Reproduce every one of the following rows verbatim, keeping their original order.

• • • •

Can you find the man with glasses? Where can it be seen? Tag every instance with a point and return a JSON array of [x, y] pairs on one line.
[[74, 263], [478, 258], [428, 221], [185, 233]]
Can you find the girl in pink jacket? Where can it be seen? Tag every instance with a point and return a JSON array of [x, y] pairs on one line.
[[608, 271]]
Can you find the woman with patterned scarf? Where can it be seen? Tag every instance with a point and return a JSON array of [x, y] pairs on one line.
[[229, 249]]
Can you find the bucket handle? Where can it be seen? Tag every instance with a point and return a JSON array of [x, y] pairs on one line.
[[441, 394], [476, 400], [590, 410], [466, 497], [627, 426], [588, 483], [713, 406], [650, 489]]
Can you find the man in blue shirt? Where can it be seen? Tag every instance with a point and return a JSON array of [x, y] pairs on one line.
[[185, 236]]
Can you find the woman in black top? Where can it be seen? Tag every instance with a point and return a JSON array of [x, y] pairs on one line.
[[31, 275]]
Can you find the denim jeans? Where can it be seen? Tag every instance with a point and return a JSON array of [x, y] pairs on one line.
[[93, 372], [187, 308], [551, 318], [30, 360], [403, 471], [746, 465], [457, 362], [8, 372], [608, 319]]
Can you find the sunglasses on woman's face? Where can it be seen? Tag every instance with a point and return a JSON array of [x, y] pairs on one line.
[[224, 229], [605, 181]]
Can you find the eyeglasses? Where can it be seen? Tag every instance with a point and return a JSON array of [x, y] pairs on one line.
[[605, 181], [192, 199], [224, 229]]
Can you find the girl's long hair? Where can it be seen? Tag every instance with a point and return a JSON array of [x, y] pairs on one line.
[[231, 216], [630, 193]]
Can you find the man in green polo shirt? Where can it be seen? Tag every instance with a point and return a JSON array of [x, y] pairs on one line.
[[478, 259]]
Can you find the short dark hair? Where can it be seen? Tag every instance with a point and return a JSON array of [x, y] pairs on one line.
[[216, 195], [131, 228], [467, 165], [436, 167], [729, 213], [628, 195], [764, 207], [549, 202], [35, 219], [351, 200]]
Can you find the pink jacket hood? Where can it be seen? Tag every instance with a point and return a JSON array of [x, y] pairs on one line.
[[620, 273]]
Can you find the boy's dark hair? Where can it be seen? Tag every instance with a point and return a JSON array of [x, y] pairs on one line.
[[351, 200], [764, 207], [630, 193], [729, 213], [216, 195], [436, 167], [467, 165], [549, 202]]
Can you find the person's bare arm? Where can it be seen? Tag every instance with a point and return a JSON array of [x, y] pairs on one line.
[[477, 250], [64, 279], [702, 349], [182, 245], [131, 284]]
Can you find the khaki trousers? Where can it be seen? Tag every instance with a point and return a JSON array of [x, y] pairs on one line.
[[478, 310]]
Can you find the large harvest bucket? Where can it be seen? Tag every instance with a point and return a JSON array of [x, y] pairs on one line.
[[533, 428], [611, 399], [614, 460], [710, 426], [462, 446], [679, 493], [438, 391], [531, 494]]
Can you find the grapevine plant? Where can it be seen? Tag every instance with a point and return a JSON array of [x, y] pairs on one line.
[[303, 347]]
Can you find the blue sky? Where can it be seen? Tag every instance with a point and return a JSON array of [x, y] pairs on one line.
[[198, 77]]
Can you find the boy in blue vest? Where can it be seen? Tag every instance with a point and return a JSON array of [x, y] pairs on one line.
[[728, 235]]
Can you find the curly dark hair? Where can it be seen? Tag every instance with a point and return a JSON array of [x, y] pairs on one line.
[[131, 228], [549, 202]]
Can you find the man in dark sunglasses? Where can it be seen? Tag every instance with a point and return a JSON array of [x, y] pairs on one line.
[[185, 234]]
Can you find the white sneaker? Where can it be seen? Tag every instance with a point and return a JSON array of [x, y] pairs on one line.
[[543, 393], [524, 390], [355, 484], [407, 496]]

• • • •

ANSWER IN FULL ▸
Can you find the man with glasses? Where can it be seen? Tag every instance with a point and return a JSON array of [x, y] pairs on one line.
[[74, 263], [478, 258], [428, 221], [185, 233]]
Can you find the girl in pink jacket? Where can it be seen? Tag every instance with a point and return a JSON array of [x, y] pairs on one line.
[[608, 271]]
Can you find the woman with patterned scarf? Where can it be seen? Tag every instance with a point and return a JSON array of [x, y] pairs on one line.
[[229, 249]]
Can you find the bucket handle? Where can it be seen? Tag every instance with a point and return a JSON array of [x, y] pairs on one line.
[[441, 394], [476, 400], [590, 410], [466, 497], [627, 426], [588, 483], [713, 406], [650, 489]]
Can you find the man in blue shirt? Where can it be seen? Tag every instance with a point and return a JSON array of [x, y] pairs on one line.
[[185, 236]]
Can you find the woman in black top? Where can it be seen? Tag every instance with a point and return a JSON array of [x, y] pairs on one line.
[[31, 275]]
Can you find the denim jeans? Where can it be seen? Tag every instance with a point and return a JSON array of [x, y] pairs on one line.
[[93, 372], [187, 308], [551, 318], [30, 360], [403, 471], [746, 465], [457, 362], [8, 372], [608, 319]]
Can you find the sunglasses on woman's face? Where can it be seen? Tag every instance with a point and return a JSON array of [x, y] pairs on one line.
[[224, 229], [605, 181]]
Can you find the eyeglasses? Where can it be seen? Tag every instance with a point and return a JSON array of [x, y] pairs on one line.
[[605, 181], [192, 199], [224, 229]]
Can you find the girl's long hair? Where can it be seen? Tag every instance with a point and return a JSON array of [x, y] pairs on one line.
[[231, 216], [630, 193]]
Can you find the man in green polo shirt? Where can it be seen? Tag every instance with a point and return a JSON array of [x, y] pairs on one line.
[[478, 259]]
Can you find the short dark hair? Where can it be seen? Tag every instance with a point and return a JSON array of [x, y] pairs on one line.
[[216, 195], [131, 228], [467, 165], [436, 167], [729, 213], [628, 195], [764, 207], [549, 202], [35, 219], [351, 200]]
Can you find the pink jacket hood? Where can it be seen? Tag every instance with a point and return a JSON array of [x, y] pairs on one line.
[[620, 273]]
Can you find the boy's dark hair? Where can it be seen? Tag every instance with a point and return a JSON array of [x, y] pairs on one line.
[[351, 200], [764, 207], [630, 193], [729, 213], [216, 195], [436, 167], [467, 165], [549, 202]]
Can you find the person's bare arm? Where can it be seen? Tag every instance with a point and return a JSON array of [x, y] pairs on one line.
[[477, 250], [64, 279], [702, 349], [182, 245], [131, 284]]
Can you find the khaki trousers? Where can it be seen? Tag every instance with a point and return a JSON array of [x, y] pairs on one line.
[[478, 310]]
Can you find the large harvest bucket? Where can it be seen? Tag every instance with a point and return a JSON array of [x, y] pairs on one line.
[[533, 428], [611, 399], [614, 460], [710, 426], [462, 446], [679, 493], [438, 391], [531, 494]]
Can you find the grapevine plant? Where can it be seen? Tag every instance with a point and return a JSON array of [x, y] pairs on one line.
[[303, 347]]
Can you find the blue sky? Where can it be seen? Tag every instance with a point and return a JSON array of [x, y] pairs on one line.
[[198, 77]]
Can you find the boy in blue vest? Where can it be seen? Tag every instance with a point and return a JSON array of [x, y] pairs on one line.
[[728, 235]]
Can you find the curly dark hair? Where can it be seen? Tag every instance with a point and return a JSON array of [x, y] pairs on one line.
[[131, 228], [549, 202]]
Can you find the man in dark sunglasses? Where can it be seen? Tag every instance with a point and return a JSON array of [x, y] pairs on one line.
[[185, 234]]
Can you find the white sneaker? Where can it be seen? Tag every instance with a point and return a JSON array of [x, y] pairs on one line.
[[543, 393], [524, 390], [355, 484], [407, 496]]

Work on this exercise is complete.